----- Data to process

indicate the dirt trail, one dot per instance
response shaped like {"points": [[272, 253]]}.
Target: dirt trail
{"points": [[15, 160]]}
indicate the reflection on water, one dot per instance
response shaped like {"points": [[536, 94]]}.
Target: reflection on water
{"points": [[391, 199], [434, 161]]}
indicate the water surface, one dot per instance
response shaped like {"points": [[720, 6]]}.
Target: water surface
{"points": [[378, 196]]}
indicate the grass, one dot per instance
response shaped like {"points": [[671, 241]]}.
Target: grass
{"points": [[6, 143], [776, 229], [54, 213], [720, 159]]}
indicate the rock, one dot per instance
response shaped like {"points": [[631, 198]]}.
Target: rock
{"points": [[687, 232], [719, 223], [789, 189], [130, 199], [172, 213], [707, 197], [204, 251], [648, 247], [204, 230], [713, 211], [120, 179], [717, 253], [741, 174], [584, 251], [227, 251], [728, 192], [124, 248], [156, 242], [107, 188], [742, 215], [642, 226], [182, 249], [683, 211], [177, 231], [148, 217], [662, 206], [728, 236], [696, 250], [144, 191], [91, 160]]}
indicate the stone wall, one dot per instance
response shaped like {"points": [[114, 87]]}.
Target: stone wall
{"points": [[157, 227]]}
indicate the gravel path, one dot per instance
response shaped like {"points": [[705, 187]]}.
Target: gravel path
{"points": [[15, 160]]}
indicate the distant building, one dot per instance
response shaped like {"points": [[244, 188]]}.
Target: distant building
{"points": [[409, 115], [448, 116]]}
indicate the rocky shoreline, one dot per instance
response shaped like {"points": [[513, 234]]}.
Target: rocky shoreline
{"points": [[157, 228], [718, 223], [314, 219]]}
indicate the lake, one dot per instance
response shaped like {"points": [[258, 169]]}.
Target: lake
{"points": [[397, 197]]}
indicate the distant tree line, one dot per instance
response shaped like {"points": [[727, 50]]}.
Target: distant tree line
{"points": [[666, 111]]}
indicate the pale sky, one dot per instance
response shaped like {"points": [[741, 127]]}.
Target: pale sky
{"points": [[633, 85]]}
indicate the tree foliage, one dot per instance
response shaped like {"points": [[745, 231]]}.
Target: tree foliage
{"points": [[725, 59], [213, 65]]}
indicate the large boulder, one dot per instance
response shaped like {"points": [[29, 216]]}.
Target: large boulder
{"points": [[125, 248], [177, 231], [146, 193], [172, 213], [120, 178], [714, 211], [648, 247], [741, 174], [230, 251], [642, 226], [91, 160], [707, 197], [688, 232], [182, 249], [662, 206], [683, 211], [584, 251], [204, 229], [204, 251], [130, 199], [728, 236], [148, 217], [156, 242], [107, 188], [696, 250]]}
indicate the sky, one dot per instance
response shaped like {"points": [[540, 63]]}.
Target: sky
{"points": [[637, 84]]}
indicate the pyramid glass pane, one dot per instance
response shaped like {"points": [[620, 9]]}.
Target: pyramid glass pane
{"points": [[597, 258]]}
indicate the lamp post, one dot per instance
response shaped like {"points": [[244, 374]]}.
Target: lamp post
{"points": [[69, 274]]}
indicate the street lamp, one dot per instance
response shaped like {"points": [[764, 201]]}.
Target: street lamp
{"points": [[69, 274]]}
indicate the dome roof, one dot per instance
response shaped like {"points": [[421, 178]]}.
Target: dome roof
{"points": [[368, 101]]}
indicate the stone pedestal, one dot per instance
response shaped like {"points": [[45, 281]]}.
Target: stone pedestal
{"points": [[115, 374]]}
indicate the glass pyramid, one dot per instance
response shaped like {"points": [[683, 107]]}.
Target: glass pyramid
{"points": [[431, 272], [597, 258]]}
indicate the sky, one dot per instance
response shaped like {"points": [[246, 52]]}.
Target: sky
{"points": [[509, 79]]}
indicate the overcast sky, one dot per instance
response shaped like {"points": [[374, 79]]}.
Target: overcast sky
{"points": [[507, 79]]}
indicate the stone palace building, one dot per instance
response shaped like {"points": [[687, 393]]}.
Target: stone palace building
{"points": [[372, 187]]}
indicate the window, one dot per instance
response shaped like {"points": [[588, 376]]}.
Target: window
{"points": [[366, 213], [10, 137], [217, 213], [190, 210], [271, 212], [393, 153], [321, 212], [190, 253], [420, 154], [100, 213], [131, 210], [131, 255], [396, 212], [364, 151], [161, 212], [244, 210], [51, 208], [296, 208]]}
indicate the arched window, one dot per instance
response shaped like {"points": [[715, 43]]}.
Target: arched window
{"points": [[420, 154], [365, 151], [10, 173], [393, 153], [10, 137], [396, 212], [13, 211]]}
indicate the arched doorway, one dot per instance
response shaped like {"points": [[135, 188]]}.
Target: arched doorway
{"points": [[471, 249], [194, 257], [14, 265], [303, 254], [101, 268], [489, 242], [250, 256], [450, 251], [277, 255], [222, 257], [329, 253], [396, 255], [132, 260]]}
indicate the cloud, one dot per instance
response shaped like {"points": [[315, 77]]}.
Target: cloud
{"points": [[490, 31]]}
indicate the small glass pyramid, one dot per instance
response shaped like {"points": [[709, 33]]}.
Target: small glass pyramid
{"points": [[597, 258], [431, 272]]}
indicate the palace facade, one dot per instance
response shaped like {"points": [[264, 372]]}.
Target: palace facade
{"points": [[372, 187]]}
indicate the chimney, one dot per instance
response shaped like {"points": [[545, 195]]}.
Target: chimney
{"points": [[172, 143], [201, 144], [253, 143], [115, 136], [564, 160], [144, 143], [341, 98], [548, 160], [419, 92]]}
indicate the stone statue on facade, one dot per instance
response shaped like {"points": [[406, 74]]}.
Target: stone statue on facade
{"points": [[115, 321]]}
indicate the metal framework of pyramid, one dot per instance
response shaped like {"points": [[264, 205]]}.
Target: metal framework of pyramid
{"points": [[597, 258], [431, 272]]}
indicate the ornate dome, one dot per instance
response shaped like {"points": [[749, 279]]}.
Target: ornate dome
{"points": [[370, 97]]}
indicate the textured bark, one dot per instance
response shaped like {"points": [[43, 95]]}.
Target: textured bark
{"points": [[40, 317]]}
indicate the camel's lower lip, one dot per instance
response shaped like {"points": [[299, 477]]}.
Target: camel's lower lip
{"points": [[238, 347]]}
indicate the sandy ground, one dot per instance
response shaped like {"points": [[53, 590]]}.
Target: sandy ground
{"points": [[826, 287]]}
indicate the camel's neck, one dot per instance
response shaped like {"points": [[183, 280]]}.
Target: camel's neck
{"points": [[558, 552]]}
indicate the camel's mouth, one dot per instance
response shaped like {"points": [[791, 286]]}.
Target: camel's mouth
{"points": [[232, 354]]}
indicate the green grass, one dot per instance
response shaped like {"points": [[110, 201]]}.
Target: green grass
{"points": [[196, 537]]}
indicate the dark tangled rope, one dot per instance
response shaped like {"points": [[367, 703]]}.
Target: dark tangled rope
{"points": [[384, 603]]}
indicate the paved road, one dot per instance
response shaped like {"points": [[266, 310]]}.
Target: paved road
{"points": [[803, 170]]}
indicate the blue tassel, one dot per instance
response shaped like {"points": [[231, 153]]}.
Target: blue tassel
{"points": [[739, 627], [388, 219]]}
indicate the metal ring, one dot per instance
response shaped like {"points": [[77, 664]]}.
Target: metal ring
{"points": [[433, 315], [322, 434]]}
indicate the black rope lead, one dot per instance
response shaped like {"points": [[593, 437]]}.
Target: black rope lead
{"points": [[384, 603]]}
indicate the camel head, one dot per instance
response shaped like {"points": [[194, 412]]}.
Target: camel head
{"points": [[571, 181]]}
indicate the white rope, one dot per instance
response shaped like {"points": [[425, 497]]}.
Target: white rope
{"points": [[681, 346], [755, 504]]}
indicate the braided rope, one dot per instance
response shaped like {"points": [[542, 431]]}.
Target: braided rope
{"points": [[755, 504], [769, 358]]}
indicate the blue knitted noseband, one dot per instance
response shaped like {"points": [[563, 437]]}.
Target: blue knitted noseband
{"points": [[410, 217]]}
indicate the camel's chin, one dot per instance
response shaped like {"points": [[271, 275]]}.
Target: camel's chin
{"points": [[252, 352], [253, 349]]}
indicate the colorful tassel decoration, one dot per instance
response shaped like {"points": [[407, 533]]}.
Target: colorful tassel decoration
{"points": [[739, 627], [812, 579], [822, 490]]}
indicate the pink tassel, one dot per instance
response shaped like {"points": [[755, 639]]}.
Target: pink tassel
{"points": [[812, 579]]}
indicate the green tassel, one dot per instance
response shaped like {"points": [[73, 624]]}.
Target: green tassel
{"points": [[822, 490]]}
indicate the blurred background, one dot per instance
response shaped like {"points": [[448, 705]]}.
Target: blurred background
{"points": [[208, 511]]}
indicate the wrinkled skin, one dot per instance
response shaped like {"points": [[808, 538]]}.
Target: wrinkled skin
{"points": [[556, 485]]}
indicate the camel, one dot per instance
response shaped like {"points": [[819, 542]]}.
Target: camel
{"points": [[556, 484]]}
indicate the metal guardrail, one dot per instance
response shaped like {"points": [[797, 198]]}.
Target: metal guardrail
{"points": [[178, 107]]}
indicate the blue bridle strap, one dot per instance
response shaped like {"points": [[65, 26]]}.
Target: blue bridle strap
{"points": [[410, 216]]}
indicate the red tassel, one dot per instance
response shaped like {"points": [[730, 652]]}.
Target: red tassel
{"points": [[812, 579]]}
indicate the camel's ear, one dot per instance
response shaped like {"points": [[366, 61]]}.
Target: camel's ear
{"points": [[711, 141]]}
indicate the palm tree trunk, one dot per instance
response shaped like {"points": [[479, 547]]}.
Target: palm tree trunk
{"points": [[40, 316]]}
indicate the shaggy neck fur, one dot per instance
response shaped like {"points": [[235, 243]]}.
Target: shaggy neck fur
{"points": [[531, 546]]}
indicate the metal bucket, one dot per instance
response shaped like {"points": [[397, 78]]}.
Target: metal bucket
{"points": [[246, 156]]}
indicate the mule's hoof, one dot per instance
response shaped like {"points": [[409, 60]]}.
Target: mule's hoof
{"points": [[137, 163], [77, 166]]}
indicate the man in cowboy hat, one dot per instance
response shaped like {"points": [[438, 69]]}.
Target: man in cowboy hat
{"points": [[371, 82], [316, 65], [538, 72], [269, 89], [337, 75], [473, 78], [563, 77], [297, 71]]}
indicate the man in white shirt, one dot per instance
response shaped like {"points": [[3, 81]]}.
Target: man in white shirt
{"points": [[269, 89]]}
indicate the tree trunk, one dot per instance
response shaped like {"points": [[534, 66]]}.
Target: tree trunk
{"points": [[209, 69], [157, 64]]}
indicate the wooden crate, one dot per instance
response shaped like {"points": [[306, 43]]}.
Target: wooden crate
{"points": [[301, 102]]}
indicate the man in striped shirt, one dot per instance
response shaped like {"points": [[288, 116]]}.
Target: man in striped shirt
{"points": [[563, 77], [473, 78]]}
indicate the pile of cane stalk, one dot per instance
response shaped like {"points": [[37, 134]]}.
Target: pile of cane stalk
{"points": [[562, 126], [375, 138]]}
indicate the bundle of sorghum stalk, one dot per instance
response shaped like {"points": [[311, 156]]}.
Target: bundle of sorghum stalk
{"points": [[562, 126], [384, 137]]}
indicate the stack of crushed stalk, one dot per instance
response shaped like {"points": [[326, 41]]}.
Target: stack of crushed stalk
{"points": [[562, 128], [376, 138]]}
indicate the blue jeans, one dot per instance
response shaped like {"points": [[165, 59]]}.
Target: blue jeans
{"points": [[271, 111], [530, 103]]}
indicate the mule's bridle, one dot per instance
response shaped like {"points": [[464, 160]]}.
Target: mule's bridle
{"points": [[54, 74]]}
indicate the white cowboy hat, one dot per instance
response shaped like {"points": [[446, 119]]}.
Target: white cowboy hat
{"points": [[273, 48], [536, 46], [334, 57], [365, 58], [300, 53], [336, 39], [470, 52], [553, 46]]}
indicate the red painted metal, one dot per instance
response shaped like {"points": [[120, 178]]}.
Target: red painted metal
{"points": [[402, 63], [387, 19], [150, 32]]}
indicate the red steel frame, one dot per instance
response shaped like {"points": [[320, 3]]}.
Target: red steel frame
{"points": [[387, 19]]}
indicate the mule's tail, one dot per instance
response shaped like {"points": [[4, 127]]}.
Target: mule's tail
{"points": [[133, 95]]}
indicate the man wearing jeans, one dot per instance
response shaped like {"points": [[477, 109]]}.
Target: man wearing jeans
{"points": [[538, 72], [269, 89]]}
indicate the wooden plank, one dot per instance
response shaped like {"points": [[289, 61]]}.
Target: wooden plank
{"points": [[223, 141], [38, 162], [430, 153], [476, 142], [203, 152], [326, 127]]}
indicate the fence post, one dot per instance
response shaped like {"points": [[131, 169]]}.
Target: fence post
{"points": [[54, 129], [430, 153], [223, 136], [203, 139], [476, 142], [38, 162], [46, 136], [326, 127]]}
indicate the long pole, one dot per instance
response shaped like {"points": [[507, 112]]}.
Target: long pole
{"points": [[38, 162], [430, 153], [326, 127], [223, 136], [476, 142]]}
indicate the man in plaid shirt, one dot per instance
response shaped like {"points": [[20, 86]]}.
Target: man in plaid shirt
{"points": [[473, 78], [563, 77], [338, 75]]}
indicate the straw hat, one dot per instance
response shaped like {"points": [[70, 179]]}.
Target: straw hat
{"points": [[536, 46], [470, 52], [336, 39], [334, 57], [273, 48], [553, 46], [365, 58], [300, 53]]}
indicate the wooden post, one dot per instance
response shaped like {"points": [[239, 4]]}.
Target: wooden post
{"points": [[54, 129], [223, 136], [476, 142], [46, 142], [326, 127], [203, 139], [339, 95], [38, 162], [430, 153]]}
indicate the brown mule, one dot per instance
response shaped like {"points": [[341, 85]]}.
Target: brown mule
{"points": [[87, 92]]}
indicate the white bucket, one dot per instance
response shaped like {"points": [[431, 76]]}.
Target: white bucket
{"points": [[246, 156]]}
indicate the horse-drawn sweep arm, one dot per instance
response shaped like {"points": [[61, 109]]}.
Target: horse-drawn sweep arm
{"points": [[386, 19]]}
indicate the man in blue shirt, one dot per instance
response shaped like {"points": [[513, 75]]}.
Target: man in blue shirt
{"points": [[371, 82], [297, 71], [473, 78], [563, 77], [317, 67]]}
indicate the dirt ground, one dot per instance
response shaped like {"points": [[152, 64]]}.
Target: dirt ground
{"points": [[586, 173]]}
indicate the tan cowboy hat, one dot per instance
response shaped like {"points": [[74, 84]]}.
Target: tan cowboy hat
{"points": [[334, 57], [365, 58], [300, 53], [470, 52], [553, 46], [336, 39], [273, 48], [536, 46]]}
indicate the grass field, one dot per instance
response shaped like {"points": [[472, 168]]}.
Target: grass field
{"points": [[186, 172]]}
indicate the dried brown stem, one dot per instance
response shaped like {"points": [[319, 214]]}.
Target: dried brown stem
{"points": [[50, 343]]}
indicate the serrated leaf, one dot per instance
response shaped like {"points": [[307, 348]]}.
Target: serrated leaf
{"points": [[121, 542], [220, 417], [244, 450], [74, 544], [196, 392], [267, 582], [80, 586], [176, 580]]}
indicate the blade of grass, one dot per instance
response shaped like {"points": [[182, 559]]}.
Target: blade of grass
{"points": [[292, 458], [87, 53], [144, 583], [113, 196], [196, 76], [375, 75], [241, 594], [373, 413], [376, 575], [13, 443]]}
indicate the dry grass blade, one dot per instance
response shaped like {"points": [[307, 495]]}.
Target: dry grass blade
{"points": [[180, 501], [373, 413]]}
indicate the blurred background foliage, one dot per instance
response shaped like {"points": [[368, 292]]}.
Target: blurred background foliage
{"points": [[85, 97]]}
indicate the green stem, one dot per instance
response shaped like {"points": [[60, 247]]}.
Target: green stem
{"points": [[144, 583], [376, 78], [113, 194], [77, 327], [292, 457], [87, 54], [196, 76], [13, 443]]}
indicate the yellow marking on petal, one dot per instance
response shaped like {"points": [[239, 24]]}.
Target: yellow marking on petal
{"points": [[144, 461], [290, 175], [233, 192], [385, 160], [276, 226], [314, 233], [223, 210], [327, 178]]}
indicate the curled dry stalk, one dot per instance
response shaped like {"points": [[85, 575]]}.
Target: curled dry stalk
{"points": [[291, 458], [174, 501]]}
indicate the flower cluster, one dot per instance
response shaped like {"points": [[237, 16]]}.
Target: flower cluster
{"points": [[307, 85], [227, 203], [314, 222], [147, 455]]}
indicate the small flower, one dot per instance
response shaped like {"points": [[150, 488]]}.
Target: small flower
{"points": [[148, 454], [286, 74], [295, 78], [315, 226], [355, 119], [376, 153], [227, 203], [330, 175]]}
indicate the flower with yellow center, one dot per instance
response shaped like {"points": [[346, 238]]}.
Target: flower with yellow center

----------

_Aim_:
Output exactly the lines from the one containing "indicate the dry" through the last line of the entries, both ends included.

_Reply_:
indicate the dry grass blade, one dot per instance
response shaped like {"points": [[307, 495]]}.
Target: dry grass blade
{"points": [[180, 501], [373, 413]]}
indicate the blurred background foliage, one dot per instance
response shaped like {"points": [[368, 292]]}.
Target: blurred background foliage
{"points": [[85, 97]]}
indicate the green stem, one dot per instance
response shaped like {"points": [[60, 247]]}.
Target: green stem
{"points": [[144, 583], [376, 78], [113, 194], [77, 327], [292, 457], [87, 54], [196, 76], [13, 443]]}
indicate the yellow marking on petal, one dot per instance
response shaped like {"points": [[239, 24]]}.
Target: yellow marking on petal
{"points": [[144, 461], [290, 175], [233, 192], [385, 160], [276, 226], [314, 233], [223, 210], [327, 178]]}
indicate the curled dry stalk, one dot per instance
response shaped like {"points": [[85, 575]]}.
Target: curled dry stalk
{"points": [[291, 458], [174, 501]]}
indicate the flower cluster, one dot per instance
response shaped like {"points": [[237, 16]]}.
Target: flower cluster
{"points": [[307, 85], [227, 203], [314, 222], [147, 455]]}
indicate the small flower, one dot per instance
response shaped like {"points": [[150, 488]]}.
Target: small flower
{"points": [[148, 454], [286, 74], [295, 78], [315, 226], [355, 119], [376, 153], [227, 203], [330, 175]]}
indicate the flower with yellow center, one dot per instance
response shaped like {"points": [[346, 238]]}.
Target: flower with yellow center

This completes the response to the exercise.